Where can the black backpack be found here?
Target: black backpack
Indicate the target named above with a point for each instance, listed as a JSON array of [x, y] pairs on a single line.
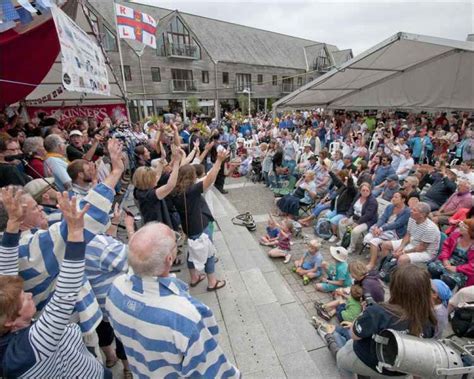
[[463, 321]]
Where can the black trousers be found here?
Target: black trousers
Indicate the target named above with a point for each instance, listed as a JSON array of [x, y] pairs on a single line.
[[106, 337]]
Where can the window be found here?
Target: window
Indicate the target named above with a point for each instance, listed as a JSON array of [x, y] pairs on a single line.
[[128, 73], [182, 80], [110, 43], [205, 76], [243, 81], [155, 74]]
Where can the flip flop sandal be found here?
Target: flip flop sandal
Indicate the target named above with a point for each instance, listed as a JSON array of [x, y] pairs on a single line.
[[219, 285], [201, 278], [109, 363]]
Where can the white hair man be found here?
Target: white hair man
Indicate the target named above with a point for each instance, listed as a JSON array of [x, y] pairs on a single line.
[[421, 242], [157, 320]]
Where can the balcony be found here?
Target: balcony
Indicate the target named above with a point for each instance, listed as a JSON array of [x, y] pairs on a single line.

######

Retype exactly. Start at the line with "Where can the white hair man be found here?" and stop at the last line of the data.

Where can the white hair man be found here?
Target: white hair man
Indicate the target named above with a point for each instance, listed as a JSON array of [x, y] pairs on a single line.
[[421, 242], [157, 320]]
Where can the balcony be found here?
Target: balcony
Indicate the target named above with a point for each instance, listed as a JSON array of [x, y] pairs on a single line.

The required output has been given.